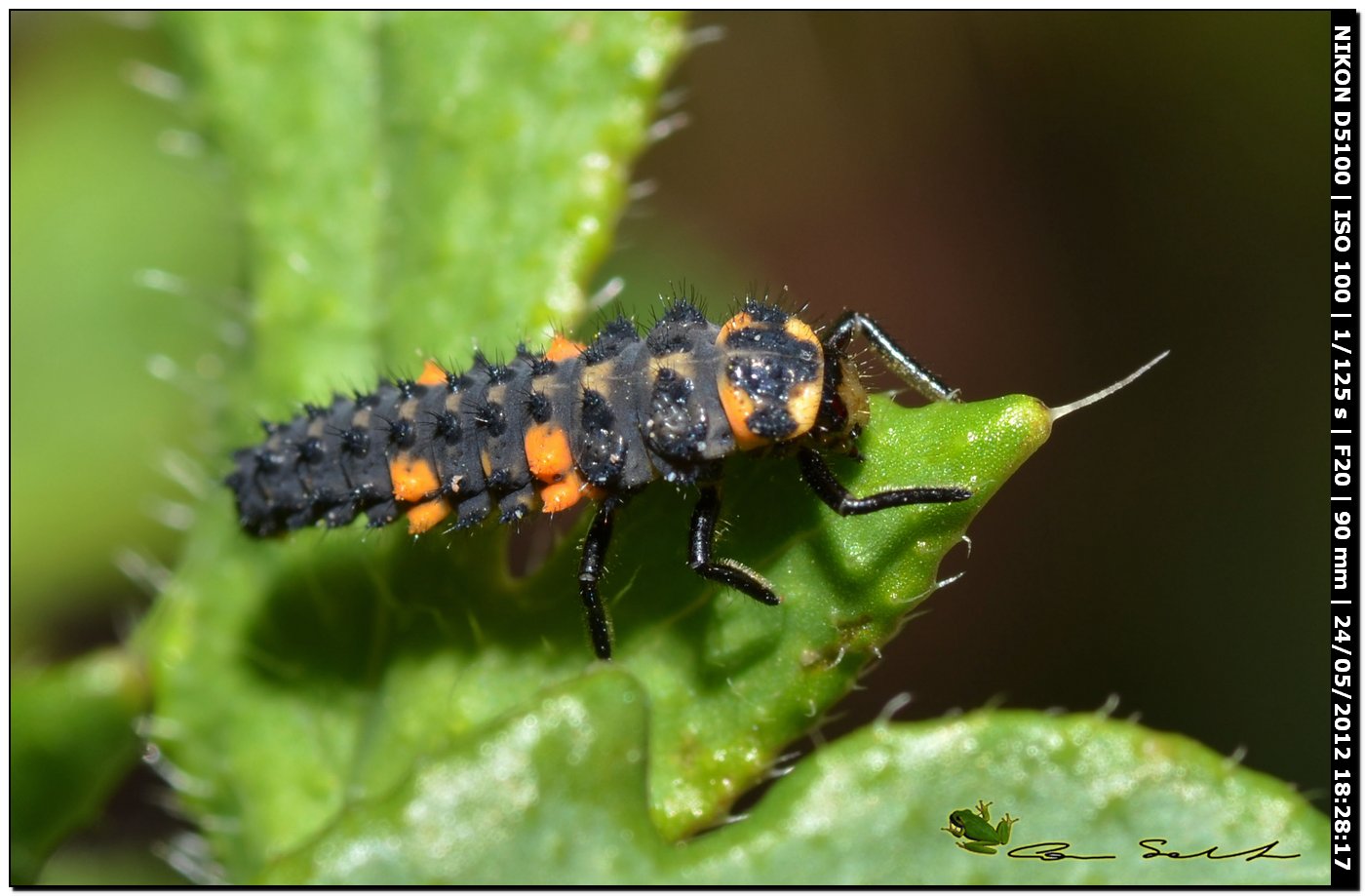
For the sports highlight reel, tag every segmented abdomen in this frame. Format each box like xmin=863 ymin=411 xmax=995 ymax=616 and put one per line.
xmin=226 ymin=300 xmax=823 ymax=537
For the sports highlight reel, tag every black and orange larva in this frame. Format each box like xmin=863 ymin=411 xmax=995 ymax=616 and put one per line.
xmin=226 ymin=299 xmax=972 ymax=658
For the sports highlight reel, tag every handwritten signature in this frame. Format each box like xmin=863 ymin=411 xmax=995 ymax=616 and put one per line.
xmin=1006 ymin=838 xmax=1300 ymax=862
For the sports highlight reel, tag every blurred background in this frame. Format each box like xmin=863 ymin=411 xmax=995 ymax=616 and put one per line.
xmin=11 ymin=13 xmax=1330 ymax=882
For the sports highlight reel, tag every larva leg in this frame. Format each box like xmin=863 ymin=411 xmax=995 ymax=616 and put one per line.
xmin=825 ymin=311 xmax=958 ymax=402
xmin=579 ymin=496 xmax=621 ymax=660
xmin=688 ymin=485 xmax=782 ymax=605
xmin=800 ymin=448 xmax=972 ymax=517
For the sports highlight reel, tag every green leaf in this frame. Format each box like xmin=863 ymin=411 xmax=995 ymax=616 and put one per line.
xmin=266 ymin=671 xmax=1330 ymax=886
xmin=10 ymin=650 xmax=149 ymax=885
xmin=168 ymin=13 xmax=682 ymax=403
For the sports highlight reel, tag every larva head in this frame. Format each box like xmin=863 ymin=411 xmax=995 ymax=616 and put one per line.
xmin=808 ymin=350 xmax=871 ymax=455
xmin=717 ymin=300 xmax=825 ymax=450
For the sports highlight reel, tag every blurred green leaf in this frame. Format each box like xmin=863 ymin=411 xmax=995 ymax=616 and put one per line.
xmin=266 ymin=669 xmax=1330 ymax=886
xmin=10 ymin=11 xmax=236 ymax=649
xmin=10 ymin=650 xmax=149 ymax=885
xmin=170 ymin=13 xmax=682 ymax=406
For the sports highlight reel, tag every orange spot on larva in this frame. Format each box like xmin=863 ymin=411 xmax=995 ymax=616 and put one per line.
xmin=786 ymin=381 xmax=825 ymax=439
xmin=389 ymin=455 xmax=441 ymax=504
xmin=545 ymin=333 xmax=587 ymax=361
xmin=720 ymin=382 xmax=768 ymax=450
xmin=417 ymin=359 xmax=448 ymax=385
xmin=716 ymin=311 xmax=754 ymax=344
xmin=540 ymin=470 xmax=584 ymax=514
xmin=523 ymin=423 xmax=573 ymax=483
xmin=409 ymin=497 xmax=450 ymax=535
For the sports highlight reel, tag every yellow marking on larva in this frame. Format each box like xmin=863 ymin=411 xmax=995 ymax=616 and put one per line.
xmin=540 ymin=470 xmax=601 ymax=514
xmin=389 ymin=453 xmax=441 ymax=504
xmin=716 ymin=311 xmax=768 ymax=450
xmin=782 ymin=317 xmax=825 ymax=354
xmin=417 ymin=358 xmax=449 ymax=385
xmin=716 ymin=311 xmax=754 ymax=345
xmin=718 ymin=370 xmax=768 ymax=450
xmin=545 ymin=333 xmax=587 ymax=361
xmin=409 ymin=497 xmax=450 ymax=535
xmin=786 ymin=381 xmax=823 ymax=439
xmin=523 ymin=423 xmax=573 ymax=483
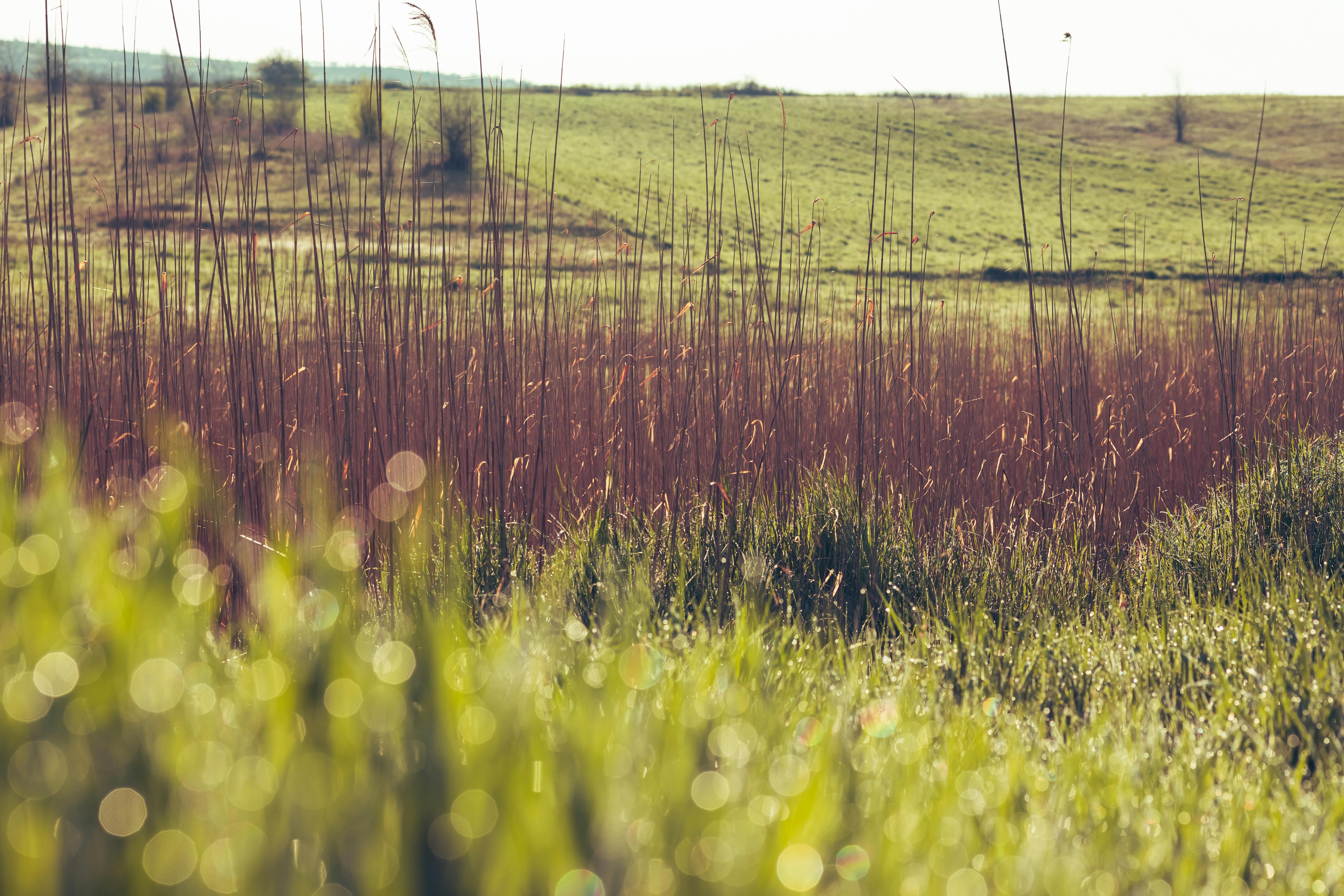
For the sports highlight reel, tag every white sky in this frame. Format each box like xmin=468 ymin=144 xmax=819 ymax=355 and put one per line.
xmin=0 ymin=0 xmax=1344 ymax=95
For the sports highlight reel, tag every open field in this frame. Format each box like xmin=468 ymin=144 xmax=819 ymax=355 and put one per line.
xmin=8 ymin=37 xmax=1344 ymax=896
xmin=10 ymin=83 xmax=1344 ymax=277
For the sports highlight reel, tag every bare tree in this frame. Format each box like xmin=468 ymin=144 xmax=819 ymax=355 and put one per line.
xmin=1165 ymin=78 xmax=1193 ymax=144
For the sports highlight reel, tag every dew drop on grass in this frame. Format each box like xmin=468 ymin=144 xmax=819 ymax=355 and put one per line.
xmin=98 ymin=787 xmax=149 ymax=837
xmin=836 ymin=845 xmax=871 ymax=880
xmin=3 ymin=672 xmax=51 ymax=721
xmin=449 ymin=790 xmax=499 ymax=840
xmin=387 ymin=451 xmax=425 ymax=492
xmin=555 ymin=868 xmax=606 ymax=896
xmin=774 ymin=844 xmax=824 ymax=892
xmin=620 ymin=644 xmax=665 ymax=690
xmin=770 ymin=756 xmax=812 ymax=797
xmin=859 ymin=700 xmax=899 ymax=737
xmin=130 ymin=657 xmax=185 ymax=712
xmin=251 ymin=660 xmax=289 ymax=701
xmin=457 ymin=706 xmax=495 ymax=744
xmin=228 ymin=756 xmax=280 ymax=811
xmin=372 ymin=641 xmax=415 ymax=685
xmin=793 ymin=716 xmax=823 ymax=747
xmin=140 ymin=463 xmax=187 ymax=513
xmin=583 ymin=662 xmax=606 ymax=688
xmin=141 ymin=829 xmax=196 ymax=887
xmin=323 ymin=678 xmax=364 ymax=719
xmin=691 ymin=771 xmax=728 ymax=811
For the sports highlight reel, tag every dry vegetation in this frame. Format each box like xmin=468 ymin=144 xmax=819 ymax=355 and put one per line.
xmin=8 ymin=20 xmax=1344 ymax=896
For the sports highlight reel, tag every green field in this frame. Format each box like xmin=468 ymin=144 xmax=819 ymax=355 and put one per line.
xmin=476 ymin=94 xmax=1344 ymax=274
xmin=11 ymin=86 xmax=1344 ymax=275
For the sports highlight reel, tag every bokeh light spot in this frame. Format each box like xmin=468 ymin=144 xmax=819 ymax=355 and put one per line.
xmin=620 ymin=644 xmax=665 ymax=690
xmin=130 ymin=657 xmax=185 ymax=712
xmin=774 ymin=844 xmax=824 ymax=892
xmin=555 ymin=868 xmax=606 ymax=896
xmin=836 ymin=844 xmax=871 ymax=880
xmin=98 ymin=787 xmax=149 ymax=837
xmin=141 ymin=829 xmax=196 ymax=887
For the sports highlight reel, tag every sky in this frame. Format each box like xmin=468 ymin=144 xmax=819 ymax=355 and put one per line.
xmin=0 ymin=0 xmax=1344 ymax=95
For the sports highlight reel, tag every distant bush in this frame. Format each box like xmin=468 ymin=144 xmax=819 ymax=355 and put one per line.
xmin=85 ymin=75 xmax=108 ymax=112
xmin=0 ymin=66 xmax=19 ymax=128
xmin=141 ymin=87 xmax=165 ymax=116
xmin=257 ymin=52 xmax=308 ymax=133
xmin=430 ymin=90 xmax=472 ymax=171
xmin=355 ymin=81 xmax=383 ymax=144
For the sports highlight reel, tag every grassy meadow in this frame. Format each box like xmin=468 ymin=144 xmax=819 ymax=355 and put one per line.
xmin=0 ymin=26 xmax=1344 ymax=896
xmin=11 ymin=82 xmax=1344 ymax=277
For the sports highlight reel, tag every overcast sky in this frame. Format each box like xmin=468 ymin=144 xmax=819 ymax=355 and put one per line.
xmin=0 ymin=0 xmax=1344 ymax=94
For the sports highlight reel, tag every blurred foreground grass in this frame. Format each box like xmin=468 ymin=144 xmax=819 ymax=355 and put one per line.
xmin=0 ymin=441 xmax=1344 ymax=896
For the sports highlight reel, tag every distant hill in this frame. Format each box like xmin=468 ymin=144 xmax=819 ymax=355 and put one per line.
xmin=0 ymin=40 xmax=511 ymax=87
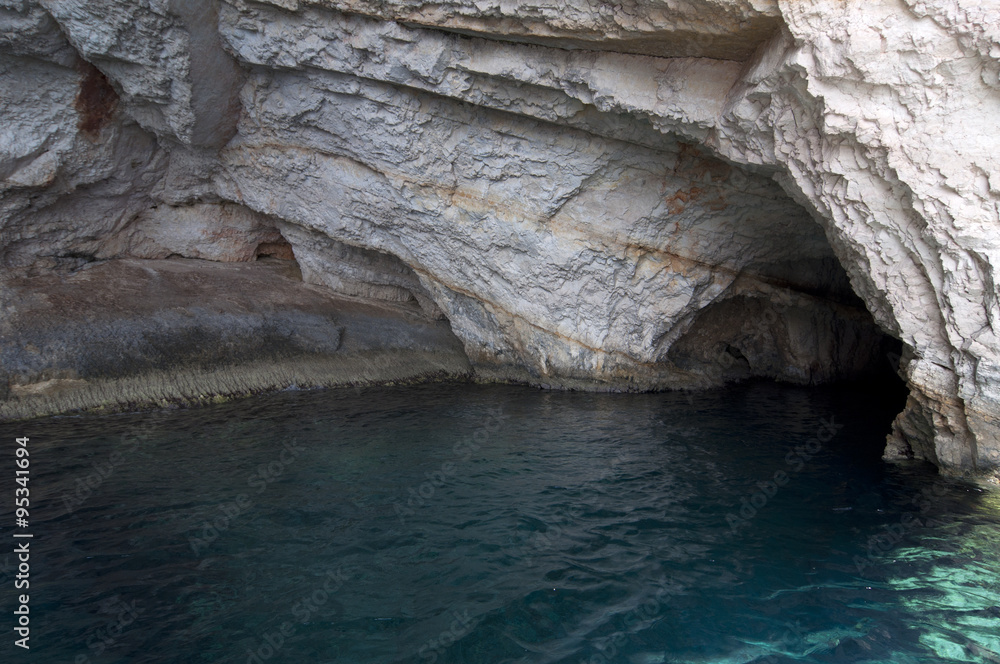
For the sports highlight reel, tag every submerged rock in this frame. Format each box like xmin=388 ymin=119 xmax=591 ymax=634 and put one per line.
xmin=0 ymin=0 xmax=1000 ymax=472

PROBLEM DETAILS
Rewrite all of the material above with "sports highlight reel" changed to "wildlife documentary" everywhere it appears, keeping everything else identical. Leave the pictures out.

FINISHED TASK
For the wildlife documentary, tag every segmented abdomen in this frame. Format each box like xmin=863 ymin=411 xmax=995 ymax=616 and put one per line.
xmin=226 ymin=300 xmax=823 ymax=537
For the wildlife documentary, tag every black and orange larva in this frame. Format each box like xmin=863 ymin=411 xmax=995 ymax=616 and put one per line.
xmin=226 ymin=299 xmax=972 ymax=658
For the wildlife documentary, tag every handwritten signature in this frame. Format each box like xmin=863 ymin=411 xmax=995 ymax=616 and put one per line.
xmin=1006 ymin=838 xmax=1300 ymax=862
For the wildlife documentary, tag every blurred background in this frame. Format each box like xmin=863 ymin=411 xmax=995 ymax=616 and put one per line.
xmin=11 ymin=13 xmax=1330 ymax=882
For the wildlife documentary, tag every larva leg in this frame. Format each box like xmin=863 ymin=411 xmax=995 ymax=616 and put one per line.
xmin=825 ymin=311 xmax=958 ymax=402
xmin=579 ymin=496 xmax=621 ymax=660
xmin=688 ymin=485 xmax=782 ymax=605
xmin=800 ymin=448 xmax=972 ymax=517
For the wildlife documentary, tag every green leaf in this frame. Format each box like xmin=863 ymin=411 xmax=995 ymax=616 and put one per line.
xmin=266 ymin=671 xmax=1330 ymax=886
xmin=10 ymin=650 xmax=149 ymax=885
xmin=168 ymin=13 xmax=682 ymax=403
For the wildlife documentary, tag every larva head in this frame. Format each box like xmin=863 ymin=411 xmax=995 ymax=616 and put one per line.
xmin=808 ymin=350 xmax=871 ymax=455
xmin=717 ymin=300 xmax=825 ymax=450
For the wildlife documentary, tag every blurred green leaf in this frame. Format each box like xmin=863 ymin=411 xmax=995 ymax=616 and put one per line.
xmin=266 ymin=669 xmax=1330 ymax=886
xmin=10 ymin=11 xmax=236 ymax=649
xmin=10 ymin=650 xmax=149 ymax=885
xmin=170 ymin=13 xmax=682 ymax=406
For the wildlife documentary, tag every orange spot on larva in this frame. Format each box like xmin=863 ymin=411 xmax=995 ymax=616 and put one per line.
xmin=786 ymin=381 xmax=825 ymax=439
xmin=389 ymin=455 xmax=441 ymax=504
xmin=545 ymin=333 xmax=587 ymax=361
xmin=720 ymin=382 xmax=768 ymax=450
xmin=417 ymin=359 xmax=448 ymax=385
xmin=716 ymin=311 xmax=754 ymax=344
xmin=540 ymin=470 xmax=584 ymax=514
xmin=523 ymin=423 xmax=573 ymax=483
xmin=409 ymin=497 xmax=450 ymax=535
For the wildlife documentary, tag every yellow marking on larva in this frame. Format each box like xmin=863 ymin=411 xmax=995 ymax=616 and put one per line.
xmin=540 ymin=470 xmax=601 ymax=514
xmin=389 ymin=453 xmax=441 ymax=504
xmin=716 ymin=311 xmax=768 ymax=450
xmin=782 ymin=317 xmax=825 ymax=354
xmin=417 ymin=358 xmax=449 ymax=385
xmin=716 ymin=311 xmax=754 ymax=345
xmin=718 ymin=370 xmax=768 ymax=450
xmin=545 ymin=333 xmax=587 ymax=361
xmin=409 ymin=497 xmax=450 ymax=535
xmin=786 ymin=381 xmax=823 ymax=439
xmin=523 ymin=423 xmax=573 ymax=483
For the wildlife documentary, tag every white sky in this frame. Format each box like xmin=468 ymin=144 xmax=819 ymax=355 and put one per line.
xmin=0 ymin=0 xmax=1344 ymax=95
For the wildlife documentary, tag every open field in this frame. Format each box like xmin=468 ymin=144 xmax=819 ymax=355 and put one per line.
xmin=8 ymin=37 xmax=1344 ymax=896
xmin=10 ymin=83 xmax=1344 ymax=277
For the wildlife documentary, tag every bare tree in this frame. Format each box like xmin=468 ymin=144 xmax=819 ymax=355 and put one per line.
xmin=1165 ymin=78 xmax=1193 ymax=144
For the wildlife documentary, tag every dew drop on grass in this frame. Format each box like xmin=468 ymin=144 xmax=819 ymax=355 and put one per line.
xmin=98 ymin=787 xmax=149 ymax=837
xmin=836 ymin=845 xmax=871 ymax=880
xmin=3 ymin=672 xmax=51 ymax=721
xmin=449 ymin=790 xmax=499 ymax=840
xmin=387 ymin=451 xmax=425 ymax=492
xmin=555 ymin=868 xmax=606 ymax=896
xmin=774 ymin=844 xmax=824 ymax=892
xmin=620 ymin=644 xmax=665 ymax=690
xmin=770 ymin=756 xmax=812 ymax=797
xmin=859 ymin=700 xmax=899 ymax=737
xmin=130 ymin=657 xmax=185 ymax=712
xmin=251 ymin=660 xmax=289 ymax=701
xmin=457 ymin=706 xmax=495 ymax=744
xmin=228 ymin=756 xmax=280 ymax=811
xmin=372 ymin=641 xmax=415 ymax=685
xmin=793 ymin=716 xmax=823 ymax=747
xmin=140 ymin=463 xmax=187 ymax=513
xmin=583 ymin=662 xmax=606 ymax=688
xmin=141 ymin=829 xmax=196 ymax=887
xmin=323 ymin=678 xmax=364 ymax=719
xmin=691 ymin=771 xmax=728 ymax=811
For the wildlife documentary, tag every dry vegetation in this frame. Format each box like xmin=468 ymin=144 xmax=819 ymax=355 and put one per line.
xmin=8 ymin=20 xmax=1344 ymax=896
For the wildlife documentary, tag every green field in this frame. Format each box like xmin=468 ymin=144 xmax=819 ymax=355 and put one per line.
xmin=476 ymin=94 xmax=1344 ymax=274
xmin=11 ymin=86 xmax=1344 ymax=275
For the wildlife documentary, tag every bokeh light spot in this frame. Format each box like xmin=468 ymin=144 xmax=819 ymax=355 and put one per line.
xmin=620 ymin=644 xmax=665 ymax=690
xmin=130 ymin=657 xmax=185 ymax=712
xmin=774 ymin=844 xmax=824 ymax=892
xmin=555 ymin=868 xmax=606 ymax=896
xmin=836 ymin=844 xmax=871 ymax=880
xmin=98 ymin=787 xmax=149 ymax=837
xmin=141 ymin=829 xmax=196 ymax=887
For the wildlife documentary, tag every sky in this frame. Format each box like xmin=468 ymin=144 xmax=819 ymax=355 and put one per line.
xmin=0 ymin=0 xmax=1344 ymax=95
For the wildlife documentary, tag every distant bush in this frame. Format each box like xmin=468 ymin=144 xmax=819 ymax=355 and put one per line.
xmin=85 ymin=75 xmax=108 ymax=112
xmin=0 ymin=66 xmax=19 ymax=128
xmin=141 ymin=87 xmax=165 ymax=116
xmin=257 ymin=52 xmax=308 ymax=133
xmin=430 ymin=90 xmax=472 ymax=171
xmin=355 ymin=81 xmax=383 ymax=144
For the wildlife documentary, tag every grassy meadow in this frame. Format each box like xmin=468 ymin=144 xmax=819 ymax=355 and put one per line.
xmin=0 ymin=26 xmax=1344 ymax=896
xmin=11 ymin=82 xmax=1344 ymax=277
For the wildlife documentary, tag every overcast sky in this frame. Format each box like xmin=468 ymin=144 xmax=819 ymax=355 and put one per line.
xmin=0 ymin=0 xmax=1344 ymax=94
For the wildlife documentary, tag every blurred foreground grass in this frame. Format each box like xmin=468 ymin=144 xmax=819 ymax=355 and put one per line.
xmin=0 ymin=441 xmax=1344 ymax=896
For the wildlife documentary, tag every distant hill in this frame. Format each box like xmin=468 ymin=144 xmax=819 ymax=355 and put one per line.
xmin=0 ymin=40 xmax=511 ymax=87
For the wildlife documentary, tag every submerged rock in this frame. Format each box like xmin=388 ymin=119 xmax=591 ymax=634 and put one per line.
xmin=0 ymin=0 xmax=1000 ymax=472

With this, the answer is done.